THE EXERCISE: Which rows below contain the string "street"? Gather each one in full, treating uppercase and lowercase as different.

────────────────────

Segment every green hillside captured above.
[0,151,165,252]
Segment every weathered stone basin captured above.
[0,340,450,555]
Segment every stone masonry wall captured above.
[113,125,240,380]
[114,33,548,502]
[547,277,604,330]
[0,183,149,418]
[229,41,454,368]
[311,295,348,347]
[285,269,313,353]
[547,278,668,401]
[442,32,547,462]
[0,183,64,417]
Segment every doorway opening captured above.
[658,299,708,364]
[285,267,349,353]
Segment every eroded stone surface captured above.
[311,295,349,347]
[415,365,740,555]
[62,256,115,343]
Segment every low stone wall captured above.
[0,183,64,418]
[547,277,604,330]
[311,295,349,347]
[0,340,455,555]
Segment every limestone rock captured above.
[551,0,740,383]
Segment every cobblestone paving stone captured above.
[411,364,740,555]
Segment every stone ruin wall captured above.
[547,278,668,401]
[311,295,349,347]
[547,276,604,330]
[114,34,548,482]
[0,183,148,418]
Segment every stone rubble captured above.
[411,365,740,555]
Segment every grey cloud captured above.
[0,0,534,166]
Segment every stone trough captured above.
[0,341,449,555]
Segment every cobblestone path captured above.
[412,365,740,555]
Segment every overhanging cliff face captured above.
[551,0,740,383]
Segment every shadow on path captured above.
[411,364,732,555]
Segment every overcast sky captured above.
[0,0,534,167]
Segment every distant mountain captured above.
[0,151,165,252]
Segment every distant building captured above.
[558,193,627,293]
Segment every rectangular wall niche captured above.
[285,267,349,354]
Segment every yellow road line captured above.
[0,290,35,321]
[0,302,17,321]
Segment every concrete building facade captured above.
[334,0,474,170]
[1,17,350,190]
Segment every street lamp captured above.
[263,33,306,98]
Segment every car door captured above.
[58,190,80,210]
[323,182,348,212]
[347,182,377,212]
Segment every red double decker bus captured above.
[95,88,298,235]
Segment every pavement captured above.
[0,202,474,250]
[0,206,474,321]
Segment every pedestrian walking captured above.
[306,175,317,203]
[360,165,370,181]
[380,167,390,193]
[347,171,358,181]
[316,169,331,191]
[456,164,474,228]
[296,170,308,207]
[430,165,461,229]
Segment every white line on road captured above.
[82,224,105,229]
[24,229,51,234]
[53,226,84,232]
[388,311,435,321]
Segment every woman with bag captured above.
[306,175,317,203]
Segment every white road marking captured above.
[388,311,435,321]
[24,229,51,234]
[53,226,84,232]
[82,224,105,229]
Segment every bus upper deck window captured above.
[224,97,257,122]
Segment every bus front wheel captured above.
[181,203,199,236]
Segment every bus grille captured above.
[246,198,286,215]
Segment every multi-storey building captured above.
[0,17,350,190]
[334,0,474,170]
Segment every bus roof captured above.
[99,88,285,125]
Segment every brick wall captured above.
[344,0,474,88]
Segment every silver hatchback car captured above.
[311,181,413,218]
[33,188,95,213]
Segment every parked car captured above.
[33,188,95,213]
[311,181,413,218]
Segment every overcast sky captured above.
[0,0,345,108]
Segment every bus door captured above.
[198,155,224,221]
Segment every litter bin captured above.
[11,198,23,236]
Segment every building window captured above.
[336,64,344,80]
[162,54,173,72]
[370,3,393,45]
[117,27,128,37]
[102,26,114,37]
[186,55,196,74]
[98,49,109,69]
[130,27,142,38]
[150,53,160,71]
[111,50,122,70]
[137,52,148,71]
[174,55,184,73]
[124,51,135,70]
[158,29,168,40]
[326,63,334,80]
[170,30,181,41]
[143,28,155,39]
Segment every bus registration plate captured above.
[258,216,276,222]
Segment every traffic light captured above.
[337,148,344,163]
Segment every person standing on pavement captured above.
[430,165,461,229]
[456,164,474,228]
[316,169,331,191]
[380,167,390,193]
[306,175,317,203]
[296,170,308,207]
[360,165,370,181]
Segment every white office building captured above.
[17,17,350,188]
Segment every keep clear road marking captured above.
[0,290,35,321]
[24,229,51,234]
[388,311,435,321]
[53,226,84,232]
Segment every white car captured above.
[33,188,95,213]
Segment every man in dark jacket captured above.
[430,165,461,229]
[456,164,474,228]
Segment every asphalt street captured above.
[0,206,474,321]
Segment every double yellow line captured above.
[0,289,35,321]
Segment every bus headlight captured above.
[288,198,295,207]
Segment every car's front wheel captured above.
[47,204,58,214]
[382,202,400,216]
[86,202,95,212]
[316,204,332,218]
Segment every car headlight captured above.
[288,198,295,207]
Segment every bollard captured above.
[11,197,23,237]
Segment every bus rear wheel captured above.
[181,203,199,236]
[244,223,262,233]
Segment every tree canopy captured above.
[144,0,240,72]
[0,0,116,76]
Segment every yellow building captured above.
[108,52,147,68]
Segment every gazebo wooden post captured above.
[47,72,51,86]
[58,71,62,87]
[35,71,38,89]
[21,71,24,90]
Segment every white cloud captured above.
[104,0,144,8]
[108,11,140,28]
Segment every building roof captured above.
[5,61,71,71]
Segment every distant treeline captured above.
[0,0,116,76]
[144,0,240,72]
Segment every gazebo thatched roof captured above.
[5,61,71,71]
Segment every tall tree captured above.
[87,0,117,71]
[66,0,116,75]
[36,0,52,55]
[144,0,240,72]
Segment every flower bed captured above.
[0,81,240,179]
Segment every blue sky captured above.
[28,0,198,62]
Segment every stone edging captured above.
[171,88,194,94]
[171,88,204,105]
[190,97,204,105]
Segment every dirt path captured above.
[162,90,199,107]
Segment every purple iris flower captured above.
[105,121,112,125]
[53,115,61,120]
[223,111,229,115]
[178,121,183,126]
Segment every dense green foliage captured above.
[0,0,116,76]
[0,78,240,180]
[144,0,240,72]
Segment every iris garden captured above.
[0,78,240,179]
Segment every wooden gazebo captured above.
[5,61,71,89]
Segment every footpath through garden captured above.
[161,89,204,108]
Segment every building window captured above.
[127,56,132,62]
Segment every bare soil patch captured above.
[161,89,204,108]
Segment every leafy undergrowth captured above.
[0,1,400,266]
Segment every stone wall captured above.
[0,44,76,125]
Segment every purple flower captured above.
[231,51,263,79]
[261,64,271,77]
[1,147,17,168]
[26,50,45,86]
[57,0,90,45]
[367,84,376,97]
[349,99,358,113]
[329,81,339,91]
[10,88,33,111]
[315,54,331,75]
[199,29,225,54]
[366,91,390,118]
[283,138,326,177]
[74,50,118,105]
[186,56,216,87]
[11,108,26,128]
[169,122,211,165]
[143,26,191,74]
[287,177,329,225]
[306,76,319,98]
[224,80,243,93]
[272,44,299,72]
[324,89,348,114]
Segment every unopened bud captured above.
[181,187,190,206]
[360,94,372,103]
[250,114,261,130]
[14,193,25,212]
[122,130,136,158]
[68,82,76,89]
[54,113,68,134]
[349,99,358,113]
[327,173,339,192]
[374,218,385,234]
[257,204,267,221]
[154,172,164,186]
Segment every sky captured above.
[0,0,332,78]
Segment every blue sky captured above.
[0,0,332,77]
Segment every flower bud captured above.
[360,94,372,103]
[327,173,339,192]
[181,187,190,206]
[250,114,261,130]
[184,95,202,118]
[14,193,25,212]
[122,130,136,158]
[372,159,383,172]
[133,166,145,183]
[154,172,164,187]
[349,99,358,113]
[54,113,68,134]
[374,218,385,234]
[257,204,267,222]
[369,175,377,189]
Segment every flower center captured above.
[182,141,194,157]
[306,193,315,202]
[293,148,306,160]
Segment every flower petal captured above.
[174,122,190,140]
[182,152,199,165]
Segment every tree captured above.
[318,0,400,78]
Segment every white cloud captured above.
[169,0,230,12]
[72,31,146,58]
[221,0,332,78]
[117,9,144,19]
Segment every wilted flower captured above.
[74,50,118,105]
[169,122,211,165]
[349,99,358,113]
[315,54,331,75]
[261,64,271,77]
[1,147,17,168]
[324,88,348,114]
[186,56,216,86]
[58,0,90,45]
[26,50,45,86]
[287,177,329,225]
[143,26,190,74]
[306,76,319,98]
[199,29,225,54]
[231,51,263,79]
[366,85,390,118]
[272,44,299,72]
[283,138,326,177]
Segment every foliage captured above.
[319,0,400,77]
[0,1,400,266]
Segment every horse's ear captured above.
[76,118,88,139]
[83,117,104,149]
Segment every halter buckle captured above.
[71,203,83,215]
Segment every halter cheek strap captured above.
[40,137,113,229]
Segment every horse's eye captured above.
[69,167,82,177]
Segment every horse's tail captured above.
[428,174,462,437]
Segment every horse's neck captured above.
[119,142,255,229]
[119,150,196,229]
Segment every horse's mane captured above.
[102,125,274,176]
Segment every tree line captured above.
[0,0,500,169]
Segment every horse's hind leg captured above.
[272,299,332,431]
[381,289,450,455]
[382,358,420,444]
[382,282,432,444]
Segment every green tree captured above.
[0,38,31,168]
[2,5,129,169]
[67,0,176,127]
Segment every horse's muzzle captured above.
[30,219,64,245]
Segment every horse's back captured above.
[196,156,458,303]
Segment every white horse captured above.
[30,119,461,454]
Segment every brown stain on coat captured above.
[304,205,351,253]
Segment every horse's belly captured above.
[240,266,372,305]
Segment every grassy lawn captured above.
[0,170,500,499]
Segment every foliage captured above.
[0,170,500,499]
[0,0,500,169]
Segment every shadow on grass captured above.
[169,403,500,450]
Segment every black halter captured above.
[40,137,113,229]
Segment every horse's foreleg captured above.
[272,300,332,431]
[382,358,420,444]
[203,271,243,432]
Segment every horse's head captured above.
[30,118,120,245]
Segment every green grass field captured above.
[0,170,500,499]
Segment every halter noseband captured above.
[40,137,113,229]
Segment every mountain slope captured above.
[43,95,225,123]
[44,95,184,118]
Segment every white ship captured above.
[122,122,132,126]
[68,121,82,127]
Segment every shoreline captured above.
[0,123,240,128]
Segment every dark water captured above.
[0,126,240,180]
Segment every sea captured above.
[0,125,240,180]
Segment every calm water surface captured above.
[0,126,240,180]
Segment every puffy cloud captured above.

────────────────────

EXERCISE ANSWER:
Segment every street lamp captured above.
Segment every asphalt street captured above.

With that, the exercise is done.